* Passage to read *

## Start

Art portfolio
Welcome to my art portfolio, where I showcase a varied collection of horror, abstract, surrealism, photography, comic book and magazine work. I hope you like what you see and feel compelled to comment on it.
BIRD
This piece takes an abstract shape and turns it into something that feels alive, almost like a creature caught in motion. The flowing purple and blue forms don’t try to copy anything from the real world. Instead, they invite the viewer to use imagination to decide what they see: a bird, a dancer, a futuristic figure, or something completely different.
The deep blue background adds a sense of depth, making the central shape appear to float or glide through space. Light reflections along the curves give it an almost metallic or glasslike feel, as if it’s made from something otherworldly.
The quote underneath “Abstraction allows man to see with his mind what he cannot see physically with his eyes” captures the purpose of the artwork perfectly. It reminds the viewer that abstract art isn’t about recognising objects; it’s about experiencing emotion, movement, and possibility. The meaning isn’t fixed. The viewer completes the picture using their own imagination.
In simple terms:
This artwork is an invitation to think, to imagine, and to see beyond what’s in front of you.

## End

* Brief 1 *
List every kind of work that the art portfolio page says the collection includes.
* Brief 2 *
According to the art portfolio page, what colors are the flowing forms in the BIRD piece?
* Brief 3 *
Please carry on the art portfolio page above, picking up after its final sentence.

* Data block *
## Start

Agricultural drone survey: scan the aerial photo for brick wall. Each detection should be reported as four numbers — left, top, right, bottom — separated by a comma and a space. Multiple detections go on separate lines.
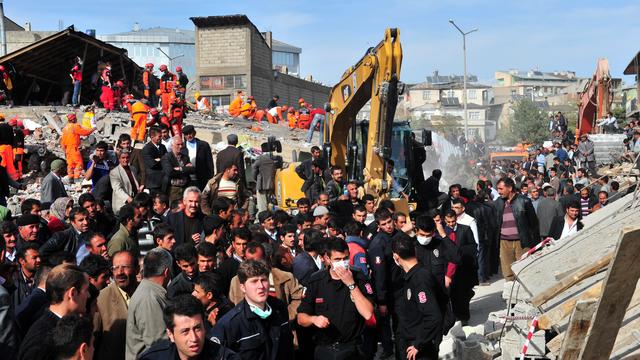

## End

* Exercise output 1 *
Horror, abstract, surrealism, photography, comic book work, and magazine work.

* Exercise output 2 *
Purple and blue.

* Exercise output 3 *
TOP IMAGE – Red, Yellow & Blue Shapes
This picture feels like stepping into a bright, other-worldly place. The yellow shapes glow like tiny suns, while the blue and white forms float around them as if they’re alive. Nothing looks familiar, but everything feels playful and full of energy. It’s like watching imagination take shape abstract, colourful, and open to whatever the viewer wants to see.
BOTTOM IMAGE – Neon Waves & Shapes
This artwork looks like a wave of neon colours frozen in motion. Bright lines and glowing shapes swirl and overlap, almost like music turned into light. The mix of patterns and colours gives it a lively, electric feel. It’s the kind of image that pulls you in without needing to look like anything real just pure colour and movement for the eye to enjoy.
Top Left Artwork (Geometric Shapes & Soft Gradients)
This piece plays with blocks, circles, and gentle colour shifts to create a sense of calm order. Even though the shapes are simple, squares, rectangles, and rounded forms the way they overlap gives a feeling of depth and movement. It’s like looking at a puzzle where the pieces are sliding into place, inviting the viewer to find patterns that aren’t immediately obvious.
Top Right Artwork (Circular, Organic Form)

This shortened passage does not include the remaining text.